(Records from a point labeling set)
════════════════════

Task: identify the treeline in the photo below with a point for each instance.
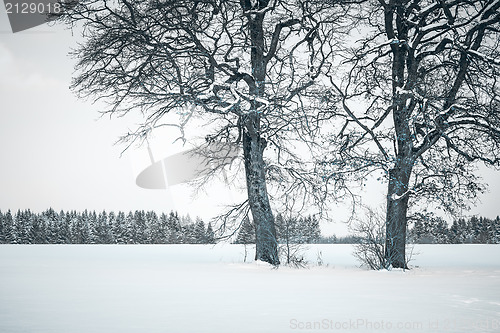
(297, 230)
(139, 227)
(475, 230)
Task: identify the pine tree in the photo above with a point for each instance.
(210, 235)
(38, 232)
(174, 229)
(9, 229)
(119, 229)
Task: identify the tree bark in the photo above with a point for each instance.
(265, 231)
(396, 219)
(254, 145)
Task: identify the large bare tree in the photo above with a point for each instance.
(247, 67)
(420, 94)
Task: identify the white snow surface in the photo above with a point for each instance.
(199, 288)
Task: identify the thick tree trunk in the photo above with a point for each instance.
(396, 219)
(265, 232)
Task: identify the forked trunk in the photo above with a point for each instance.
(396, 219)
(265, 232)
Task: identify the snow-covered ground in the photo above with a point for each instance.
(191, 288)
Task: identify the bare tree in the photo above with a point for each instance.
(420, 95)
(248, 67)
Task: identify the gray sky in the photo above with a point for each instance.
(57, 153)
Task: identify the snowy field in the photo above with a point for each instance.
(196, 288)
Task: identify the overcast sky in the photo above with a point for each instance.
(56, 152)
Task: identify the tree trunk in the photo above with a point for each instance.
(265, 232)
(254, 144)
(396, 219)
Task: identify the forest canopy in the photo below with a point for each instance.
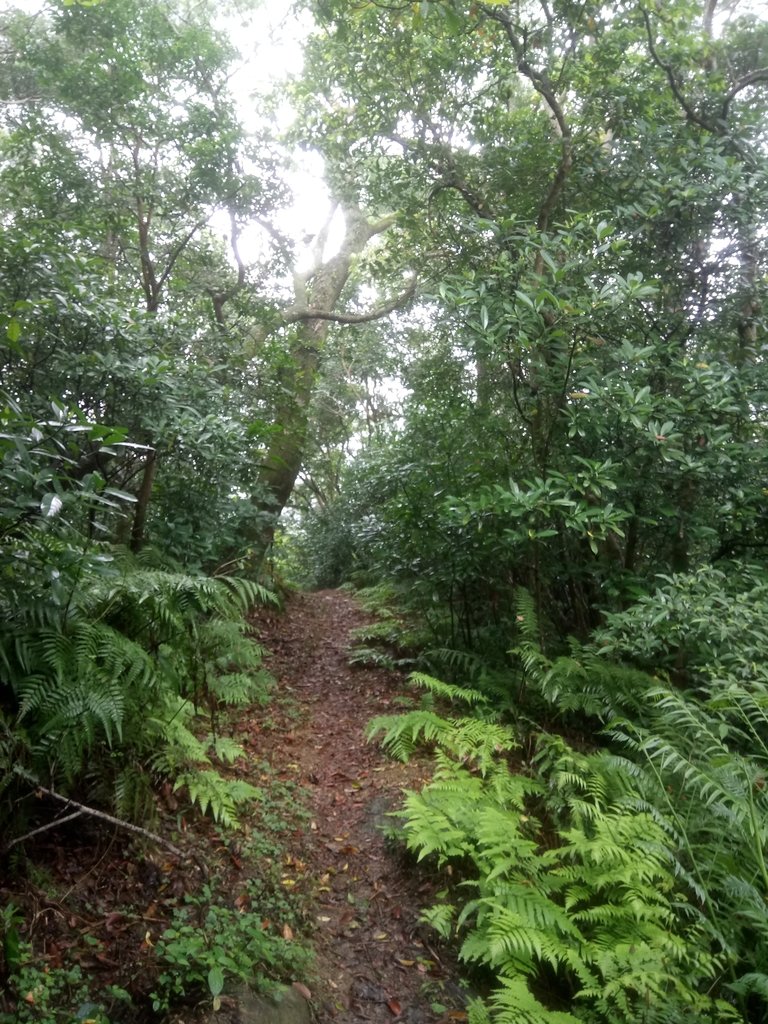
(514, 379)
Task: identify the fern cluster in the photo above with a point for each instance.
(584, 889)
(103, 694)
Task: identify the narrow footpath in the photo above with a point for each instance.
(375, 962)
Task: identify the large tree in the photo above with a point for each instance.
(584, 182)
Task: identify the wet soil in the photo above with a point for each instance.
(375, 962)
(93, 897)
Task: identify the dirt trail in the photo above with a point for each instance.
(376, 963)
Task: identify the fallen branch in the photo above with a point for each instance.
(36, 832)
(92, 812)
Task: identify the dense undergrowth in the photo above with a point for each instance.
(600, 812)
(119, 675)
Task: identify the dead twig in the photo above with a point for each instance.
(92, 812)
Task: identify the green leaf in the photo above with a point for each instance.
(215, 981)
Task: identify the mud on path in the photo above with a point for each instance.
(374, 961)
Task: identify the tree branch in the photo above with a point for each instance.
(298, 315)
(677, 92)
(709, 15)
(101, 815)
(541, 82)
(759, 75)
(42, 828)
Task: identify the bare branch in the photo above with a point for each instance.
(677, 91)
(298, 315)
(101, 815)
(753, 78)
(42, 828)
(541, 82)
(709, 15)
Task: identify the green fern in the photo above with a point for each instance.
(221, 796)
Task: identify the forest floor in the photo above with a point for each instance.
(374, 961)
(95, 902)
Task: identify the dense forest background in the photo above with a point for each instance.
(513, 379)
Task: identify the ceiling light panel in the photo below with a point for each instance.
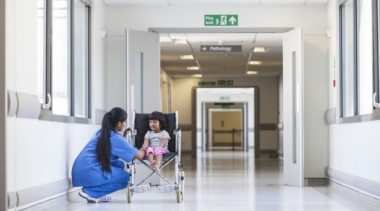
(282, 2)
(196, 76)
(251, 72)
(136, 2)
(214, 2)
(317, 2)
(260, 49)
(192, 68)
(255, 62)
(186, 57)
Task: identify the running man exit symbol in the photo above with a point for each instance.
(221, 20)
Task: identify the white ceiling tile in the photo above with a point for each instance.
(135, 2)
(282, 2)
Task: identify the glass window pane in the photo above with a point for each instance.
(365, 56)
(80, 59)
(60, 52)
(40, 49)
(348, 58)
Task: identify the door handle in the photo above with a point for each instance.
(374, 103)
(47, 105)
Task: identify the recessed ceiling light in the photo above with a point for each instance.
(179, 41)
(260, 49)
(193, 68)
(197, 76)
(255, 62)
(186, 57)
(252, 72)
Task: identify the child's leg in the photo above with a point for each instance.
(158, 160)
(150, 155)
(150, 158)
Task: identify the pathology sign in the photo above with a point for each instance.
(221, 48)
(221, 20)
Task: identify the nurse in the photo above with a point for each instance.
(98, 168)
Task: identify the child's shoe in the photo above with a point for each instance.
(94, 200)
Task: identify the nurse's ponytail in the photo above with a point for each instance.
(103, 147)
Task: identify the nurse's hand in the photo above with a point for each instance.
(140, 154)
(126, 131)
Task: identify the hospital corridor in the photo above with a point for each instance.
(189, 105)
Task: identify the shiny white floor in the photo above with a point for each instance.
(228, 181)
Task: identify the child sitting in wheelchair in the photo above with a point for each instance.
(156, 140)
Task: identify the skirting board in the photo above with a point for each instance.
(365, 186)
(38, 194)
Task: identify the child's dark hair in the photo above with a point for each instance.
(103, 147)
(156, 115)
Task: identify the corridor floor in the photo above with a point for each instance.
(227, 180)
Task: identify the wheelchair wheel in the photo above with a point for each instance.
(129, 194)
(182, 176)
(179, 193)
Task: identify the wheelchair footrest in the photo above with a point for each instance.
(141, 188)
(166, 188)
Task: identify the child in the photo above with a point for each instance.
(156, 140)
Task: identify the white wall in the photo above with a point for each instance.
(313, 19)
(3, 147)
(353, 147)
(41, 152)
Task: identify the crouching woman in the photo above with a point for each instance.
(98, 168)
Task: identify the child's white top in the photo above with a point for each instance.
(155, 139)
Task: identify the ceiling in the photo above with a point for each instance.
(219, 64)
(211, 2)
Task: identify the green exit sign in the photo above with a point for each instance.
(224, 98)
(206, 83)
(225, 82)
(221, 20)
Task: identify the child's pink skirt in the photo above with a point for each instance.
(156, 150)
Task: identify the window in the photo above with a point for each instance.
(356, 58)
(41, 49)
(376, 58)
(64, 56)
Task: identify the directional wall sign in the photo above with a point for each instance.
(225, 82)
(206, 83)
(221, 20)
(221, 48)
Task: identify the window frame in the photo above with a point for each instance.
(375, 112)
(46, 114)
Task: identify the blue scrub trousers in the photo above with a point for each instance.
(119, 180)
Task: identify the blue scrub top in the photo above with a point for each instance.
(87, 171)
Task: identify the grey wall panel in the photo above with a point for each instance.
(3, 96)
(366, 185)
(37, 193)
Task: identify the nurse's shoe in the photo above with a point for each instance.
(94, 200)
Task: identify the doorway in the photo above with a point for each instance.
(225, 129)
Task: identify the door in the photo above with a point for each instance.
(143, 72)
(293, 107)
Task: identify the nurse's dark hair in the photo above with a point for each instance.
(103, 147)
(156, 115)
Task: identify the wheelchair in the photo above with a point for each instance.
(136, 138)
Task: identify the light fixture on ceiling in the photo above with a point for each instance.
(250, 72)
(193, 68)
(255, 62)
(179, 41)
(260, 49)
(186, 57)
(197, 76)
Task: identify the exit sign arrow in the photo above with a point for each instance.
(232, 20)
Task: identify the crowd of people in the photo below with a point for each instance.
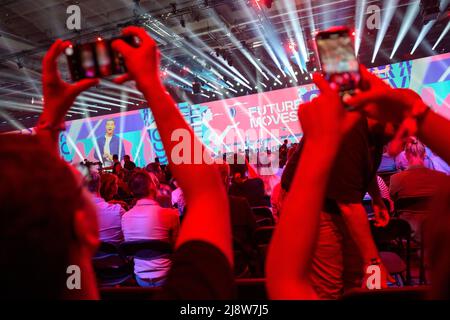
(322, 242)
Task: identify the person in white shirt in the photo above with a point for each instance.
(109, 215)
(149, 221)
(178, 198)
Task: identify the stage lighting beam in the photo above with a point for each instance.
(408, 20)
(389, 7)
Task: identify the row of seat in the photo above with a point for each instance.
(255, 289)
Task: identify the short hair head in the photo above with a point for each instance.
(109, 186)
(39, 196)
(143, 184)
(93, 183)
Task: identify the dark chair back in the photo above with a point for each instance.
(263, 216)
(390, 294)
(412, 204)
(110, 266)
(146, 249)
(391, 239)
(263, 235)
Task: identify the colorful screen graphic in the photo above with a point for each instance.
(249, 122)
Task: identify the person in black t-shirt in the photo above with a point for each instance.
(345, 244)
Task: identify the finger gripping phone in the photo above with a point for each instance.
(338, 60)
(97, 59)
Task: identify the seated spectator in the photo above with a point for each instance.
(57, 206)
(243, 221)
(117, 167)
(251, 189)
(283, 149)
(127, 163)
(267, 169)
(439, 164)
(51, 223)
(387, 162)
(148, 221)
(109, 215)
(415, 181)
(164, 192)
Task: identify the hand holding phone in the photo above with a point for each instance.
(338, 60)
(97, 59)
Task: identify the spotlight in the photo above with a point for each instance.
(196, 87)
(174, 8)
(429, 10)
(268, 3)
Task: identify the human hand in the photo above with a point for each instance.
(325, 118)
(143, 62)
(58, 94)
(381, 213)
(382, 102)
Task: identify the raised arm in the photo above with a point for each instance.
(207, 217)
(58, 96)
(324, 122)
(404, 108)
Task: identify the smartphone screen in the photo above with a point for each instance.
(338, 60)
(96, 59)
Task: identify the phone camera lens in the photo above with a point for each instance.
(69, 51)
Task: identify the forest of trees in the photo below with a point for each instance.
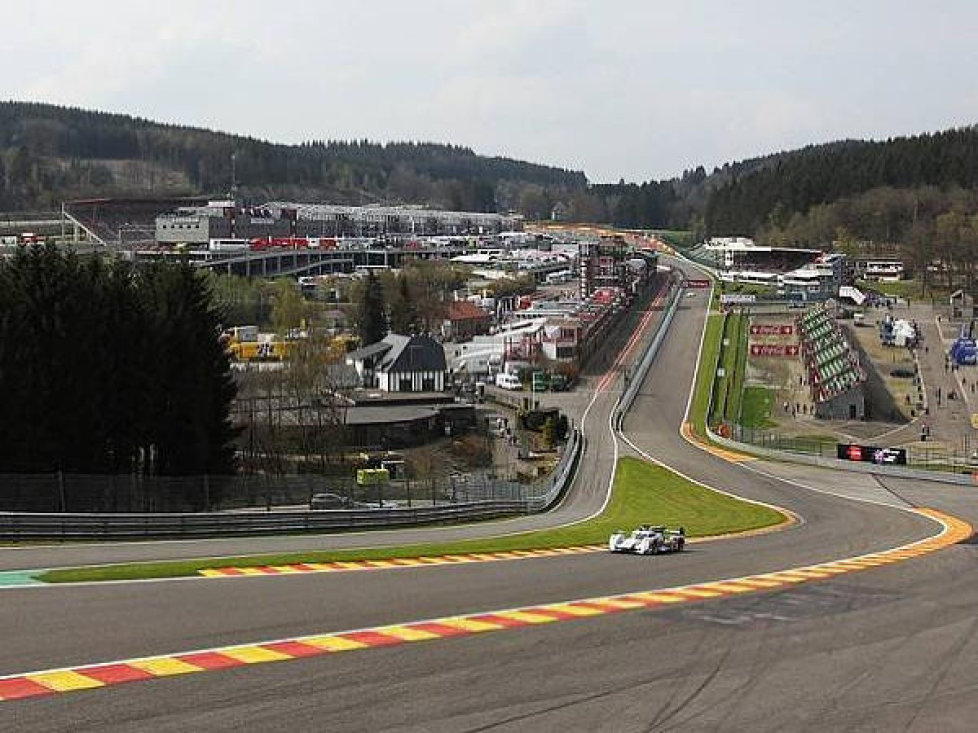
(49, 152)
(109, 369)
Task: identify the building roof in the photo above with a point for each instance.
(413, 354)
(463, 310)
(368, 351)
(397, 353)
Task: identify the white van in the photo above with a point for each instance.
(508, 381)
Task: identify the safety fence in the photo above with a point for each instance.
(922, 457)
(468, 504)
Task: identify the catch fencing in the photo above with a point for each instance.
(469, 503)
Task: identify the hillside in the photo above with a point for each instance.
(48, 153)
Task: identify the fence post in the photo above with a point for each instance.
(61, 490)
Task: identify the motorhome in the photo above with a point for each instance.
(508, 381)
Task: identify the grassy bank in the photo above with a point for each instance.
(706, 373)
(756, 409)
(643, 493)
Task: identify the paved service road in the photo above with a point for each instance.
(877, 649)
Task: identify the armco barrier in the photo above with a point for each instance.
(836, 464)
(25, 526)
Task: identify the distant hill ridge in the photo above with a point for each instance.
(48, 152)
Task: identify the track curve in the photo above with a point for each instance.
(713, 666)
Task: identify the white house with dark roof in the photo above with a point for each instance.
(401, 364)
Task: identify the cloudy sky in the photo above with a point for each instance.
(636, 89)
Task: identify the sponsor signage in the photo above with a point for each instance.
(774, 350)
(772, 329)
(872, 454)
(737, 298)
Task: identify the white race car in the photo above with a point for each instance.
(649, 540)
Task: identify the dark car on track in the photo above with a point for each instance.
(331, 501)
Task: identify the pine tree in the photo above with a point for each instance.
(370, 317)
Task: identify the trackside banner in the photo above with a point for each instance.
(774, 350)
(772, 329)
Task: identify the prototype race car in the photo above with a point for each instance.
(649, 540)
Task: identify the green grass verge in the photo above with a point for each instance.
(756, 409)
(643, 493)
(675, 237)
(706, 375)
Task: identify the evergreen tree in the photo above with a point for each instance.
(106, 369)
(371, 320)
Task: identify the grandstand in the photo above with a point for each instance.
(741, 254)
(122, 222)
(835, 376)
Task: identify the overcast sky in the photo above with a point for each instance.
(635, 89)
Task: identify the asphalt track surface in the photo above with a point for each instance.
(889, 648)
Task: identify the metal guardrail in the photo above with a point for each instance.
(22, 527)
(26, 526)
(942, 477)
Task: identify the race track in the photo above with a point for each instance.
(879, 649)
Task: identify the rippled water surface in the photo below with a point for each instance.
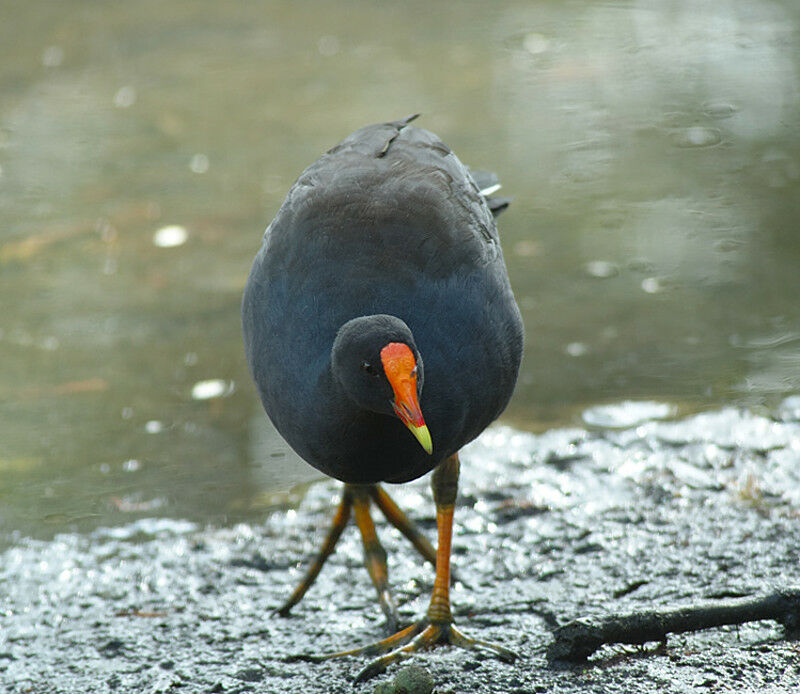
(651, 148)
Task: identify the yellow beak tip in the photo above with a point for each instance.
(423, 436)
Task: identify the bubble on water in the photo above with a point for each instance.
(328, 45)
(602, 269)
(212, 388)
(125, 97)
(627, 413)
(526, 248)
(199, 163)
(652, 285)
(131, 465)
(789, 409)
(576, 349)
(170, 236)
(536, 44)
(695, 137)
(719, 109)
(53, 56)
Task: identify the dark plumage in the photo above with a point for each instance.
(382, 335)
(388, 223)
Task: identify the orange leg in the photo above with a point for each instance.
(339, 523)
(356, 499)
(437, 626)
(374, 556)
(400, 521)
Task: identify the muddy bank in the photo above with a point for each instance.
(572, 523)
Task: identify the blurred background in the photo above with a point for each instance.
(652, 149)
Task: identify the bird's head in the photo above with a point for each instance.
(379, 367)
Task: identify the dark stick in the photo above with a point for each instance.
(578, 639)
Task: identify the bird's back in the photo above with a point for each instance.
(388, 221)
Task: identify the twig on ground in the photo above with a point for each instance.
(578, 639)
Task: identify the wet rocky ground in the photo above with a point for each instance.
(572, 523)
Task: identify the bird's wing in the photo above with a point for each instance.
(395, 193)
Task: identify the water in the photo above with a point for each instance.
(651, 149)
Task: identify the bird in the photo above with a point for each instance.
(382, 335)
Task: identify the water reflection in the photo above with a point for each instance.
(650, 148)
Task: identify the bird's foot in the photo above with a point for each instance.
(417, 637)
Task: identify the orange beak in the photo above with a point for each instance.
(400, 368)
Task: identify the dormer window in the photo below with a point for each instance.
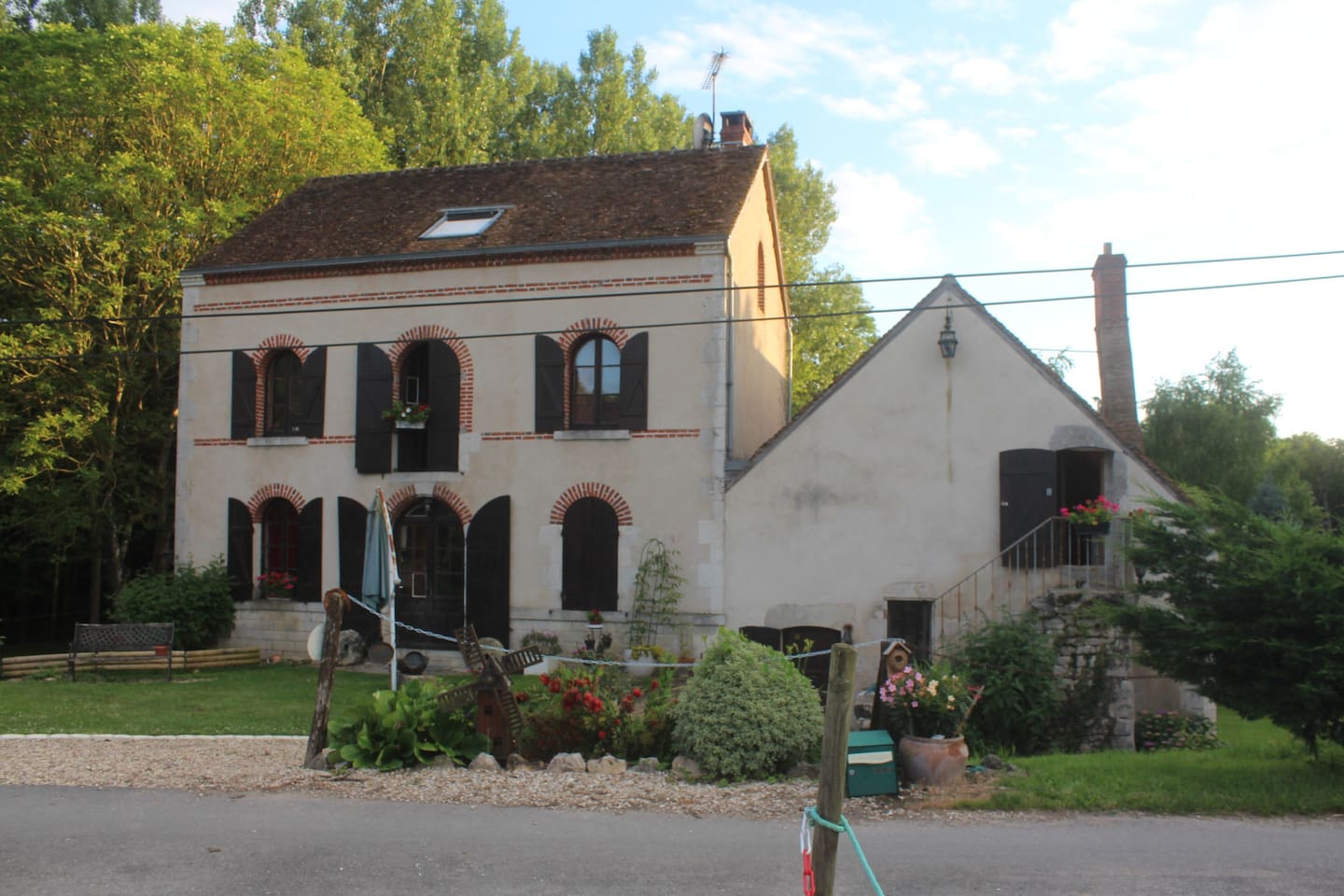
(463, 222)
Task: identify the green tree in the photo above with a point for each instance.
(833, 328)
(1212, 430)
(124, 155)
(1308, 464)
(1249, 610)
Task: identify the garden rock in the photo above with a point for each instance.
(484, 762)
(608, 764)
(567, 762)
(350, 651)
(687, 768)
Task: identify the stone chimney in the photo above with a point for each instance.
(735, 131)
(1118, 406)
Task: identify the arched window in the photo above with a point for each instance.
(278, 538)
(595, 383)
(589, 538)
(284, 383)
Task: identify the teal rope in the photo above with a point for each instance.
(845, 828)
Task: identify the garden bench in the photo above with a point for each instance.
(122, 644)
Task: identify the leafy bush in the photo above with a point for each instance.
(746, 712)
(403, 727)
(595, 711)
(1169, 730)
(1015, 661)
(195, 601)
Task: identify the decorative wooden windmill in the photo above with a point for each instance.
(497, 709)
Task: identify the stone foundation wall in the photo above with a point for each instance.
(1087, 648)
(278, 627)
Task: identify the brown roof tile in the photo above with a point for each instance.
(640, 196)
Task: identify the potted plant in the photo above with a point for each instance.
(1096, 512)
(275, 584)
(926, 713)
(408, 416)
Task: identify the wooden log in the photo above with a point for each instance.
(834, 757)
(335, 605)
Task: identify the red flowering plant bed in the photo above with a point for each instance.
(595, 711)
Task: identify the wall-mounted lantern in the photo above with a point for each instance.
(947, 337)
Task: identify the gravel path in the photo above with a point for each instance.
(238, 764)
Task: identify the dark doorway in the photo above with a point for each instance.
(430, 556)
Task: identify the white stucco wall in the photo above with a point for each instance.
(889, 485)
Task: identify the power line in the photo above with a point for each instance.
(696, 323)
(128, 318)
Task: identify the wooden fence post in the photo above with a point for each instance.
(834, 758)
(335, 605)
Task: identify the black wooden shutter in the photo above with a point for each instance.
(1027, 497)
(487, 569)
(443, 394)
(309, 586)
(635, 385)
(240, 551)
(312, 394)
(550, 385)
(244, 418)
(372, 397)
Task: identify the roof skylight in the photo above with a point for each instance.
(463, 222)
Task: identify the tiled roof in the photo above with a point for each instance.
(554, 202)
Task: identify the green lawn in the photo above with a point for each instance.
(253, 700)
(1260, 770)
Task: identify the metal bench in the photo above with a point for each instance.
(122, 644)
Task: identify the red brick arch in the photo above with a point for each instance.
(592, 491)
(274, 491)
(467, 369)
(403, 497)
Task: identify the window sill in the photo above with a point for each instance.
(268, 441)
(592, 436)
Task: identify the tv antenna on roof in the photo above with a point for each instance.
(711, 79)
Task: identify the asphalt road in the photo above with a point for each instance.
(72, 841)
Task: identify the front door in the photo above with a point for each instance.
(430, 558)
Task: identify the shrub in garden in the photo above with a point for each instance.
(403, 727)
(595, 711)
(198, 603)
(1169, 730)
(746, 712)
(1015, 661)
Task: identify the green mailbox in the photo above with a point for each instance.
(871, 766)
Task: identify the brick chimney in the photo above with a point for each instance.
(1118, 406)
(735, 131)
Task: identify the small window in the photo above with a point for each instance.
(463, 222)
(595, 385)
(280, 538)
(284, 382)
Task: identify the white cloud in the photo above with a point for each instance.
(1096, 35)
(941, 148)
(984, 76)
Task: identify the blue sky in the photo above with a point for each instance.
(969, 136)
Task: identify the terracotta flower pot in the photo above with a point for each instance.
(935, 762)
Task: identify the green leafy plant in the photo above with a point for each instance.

════════════════════

**Exercise**
Retype nothing except the lines from the line holding "Task: identify the front" through the last line of the entries, both included.

**Final result**
Task: identify the front door in the photo above with a point for each instance.
(430, 558)
Task: identify the shrub in garden in the photo above with a point for each instance.
(403, 727)
(595, 711)
(198, 603)
(1169, 730)
(746, 712)
(1015, 661)
Task: identify the green mailbox in the photo above with a point for each instance.
(871, 766)
Task: identify the brick chimney in the photo above with a point for each instance.
(1118, 406)
(735, 131)
Task: identify the small window in the photo above with a point for each instance.
(463, 222)
(595, 385)
(280, 538)
(284, 382)
Task: identify the white cloud in the photo above with a point for each instance.
(1096, 35)
(941, 148)
(984, 76)
Task: identify the blue sky in the photo above with a point for each instance.
(969, 136)
Task: identify the terracotta flower pot in the photo above with a point for each instance.
(935, 762)
Task: identify the green leafy plant in the photo above with a point for each instance.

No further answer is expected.